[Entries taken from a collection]
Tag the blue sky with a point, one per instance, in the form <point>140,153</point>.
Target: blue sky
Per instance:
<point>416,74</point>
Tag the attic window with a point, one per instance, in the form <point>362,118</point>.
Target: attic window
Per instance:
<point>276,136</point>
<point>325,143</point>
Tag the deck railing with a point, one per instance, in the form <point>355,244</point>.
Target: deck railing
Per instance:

# [Problem statement]
Reproduce each entry exactly, with nothing missing.

# [Your solution]
Tag the blue sky with a point, one per instance, in the form <point>140,153</point>.
Target: blue sky
Per instance:
<point>416,74</point>
Tag the attic window with a point, one per instance, in the form <point>362,118</point>.
Target: attic window
Per instance:
<point>276,136</point>
<point>325,143</point>
Tag the deck railing with a point, one per instance, in the form <point>355,244</point>.
Target: deck railing
Per instance:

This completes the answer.